Dataset items
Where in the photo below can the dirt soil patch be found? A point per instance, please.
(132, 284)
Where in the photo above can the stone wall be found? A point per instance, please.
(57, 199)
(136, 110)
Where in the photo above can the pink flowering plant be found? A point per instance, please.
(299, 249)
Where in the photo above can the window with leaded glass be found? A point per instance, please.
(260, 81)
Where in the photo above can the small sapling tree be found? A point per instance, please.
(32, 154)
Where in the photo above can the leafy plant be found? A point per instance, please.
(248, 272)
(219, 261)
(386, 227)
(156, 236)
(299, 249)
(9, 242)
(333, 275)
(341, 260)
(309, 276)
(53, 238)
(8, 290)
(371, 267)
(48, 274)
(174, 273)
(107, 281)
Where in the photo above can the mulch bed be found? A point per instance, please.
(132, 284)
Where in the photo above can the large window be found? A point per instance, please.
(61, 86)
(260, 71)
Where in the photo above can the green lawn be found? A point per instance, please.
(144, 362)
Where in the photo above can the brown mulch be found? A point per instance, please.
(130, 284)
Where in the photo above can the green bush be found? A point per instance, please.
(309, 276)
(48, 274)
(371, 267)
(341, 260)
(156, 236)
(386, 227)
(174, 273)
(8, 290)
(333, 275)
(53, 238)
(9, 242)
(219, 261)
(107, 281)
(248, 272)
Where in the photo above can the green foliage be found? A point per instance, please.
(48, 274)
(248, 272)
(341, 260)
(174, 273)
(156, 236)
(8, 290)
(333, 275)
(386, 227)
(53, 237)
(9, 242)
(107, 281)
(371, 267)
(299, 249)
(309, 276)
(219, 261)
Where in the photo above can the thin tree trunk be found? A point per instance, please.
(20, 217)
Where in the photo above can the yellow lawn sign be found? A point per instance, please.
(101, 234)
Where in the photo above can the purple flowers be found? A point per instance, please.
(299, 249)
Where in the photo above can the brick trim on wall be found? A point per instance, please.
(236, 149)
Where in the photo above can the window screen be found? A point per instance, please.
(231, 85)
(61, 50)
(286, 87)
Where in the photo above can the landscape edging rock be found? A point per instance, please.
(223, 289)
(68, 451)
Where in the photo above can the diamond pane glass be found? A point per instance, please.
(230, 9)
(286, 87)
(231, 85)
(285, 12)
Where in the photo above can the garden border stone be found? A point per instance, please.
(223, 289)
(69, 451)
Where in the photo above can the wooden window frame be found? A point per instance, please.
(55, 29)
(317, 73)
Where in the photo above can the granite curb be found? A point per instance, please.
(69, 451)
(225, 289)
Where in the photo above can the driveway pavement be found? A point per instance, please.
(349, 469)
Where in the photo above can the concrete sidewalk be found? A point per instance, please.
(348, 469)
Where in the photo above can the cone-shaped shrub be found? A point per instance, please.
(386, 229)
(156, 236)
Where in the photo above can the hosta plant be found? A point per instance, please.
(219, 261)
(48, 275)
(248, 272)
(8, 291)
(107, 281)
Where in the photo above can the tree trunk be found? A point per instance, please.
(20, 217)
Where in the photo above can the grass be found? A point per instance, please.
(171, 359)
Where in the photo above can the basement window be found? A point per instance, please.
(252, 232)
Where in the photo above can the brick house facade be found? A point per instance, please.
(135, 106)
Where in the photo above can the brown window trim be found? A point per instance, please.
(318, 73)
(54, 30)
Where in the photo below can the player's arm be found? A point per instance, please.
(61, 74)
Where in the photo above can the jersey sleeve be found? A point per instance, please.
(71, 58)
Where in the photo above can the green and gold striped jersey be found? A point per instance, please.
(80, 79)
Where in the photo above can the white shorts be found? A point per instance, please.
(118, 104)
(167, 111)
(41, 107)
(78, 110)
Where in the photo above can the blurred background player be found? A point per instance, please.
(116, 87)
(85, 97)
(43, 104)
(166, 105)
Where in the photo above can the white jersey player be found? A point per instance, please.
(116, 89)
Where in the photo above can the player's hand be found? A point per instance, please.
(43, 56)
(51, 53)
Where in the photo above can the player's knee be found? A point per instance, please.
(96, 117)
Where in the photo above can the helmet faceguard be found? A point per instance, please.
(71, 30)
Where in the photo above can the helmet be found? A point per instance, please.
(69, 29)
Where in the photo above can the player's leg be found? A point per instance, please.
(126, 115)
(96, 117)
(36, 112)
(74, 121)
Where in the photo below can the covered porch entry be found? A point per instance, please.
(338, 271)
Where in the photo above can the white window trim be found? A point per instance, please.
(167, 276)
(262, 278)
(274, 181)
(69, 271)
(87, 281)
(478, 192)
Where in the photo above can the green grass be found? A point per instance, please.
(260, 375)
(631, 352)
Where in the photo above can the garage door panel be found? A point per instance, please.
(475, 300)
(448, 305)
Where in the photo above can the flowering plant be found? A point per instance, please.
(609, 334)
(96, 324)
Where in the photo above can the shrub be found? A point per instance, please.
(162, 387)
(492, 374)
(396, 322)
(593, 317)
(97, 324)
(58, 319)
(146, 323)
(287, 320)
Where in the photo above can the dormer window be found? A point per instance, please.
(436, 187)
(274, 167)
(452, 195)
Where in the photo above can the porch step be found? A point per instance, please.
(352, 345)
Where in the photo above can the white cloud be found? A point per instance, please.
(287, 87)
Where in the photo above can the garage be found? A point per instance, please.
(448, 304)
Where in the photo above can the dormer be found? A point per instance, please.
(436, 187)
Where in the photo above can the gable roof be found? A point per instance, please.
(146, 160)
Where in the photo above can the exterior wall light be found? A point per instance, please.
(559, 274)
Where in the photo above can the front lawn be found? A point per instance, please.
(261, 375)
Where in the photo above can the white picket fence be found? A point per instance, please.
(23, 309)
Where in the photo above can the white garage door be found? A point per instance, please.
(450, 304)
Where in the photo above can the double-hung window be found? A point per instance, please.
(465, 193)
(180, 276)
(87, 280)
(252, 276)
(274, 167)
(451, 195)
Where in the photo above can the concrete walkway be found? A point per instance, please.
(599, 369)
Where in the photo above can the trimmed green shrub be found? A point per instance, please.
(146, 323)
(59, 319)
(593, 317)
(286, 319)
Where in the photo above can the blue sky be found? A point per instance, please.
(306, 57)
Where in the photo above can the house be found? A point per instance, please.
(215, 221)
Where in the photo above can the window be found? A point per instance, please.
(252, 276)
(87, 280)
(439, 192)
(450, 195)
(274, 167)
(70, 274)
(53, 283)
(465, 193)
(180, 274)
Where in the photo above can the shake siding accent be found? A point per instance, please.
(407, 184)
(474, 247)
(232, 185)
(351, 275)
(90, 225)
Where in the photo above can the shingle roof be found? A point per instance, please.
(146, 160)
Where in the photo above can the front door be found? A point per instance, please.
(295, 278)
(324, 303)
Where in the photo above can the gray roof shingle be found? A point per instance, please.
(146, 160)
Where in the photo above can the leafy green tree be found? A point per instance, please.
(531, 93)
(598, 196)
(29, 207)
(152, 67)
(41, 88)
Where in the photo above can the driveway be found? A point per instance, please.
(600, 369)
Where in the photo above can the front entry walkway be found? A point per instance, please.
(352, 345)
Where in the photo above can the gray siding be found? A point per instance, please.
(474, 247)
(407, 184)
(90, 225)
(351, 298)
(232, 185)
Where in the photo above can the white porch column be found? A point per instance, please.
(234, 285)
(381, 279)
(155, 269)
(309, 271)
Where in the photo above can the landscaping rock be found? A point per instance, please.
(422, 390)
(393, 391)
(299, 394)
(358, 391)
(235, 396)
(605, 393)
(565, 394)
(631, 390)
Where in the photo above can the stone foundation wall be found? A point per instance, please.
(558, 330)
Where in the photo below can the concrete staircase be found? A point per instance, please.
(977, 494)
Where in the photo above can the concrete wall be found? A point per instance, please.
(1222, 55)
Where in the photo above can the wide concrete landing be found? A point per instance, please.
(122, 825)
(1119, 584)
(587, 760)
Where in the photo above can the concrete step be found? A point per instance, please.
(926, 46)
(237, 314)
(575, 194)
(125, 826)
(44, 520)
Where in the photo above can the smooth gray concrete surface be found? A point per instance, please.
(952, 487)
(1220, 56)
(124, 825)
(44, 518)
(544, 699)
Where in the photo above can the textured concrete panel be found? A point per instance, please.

#### Work to be completed:
Everything from the line with "Where in the photo above can the concrete wall" through the last line of the material above should be echoed exactly, and nothing else.

#### In response:
Where in the photo above can the concrete wall be found? A point per instance, please.
(1222, 55)
Where in the photo above can the wide concrete landing be found? A point per instance, please.
(122, 825)
(1119, 584)
(587, 760)
Where in the photo above can the concrete step be found? A point per instance, please.
(926, 46)
(237, 314)
(575, 194)
(125, 826)
(44, 520)
Where in the photo above can the smooth gray concrete surface be found? A point per instance, please.
(952, 487)
(1220, 56)
(124, 825)
(44, 518)
(544, 699)
Where in the photo above can the textured concrete panel be found? A point per instance, please.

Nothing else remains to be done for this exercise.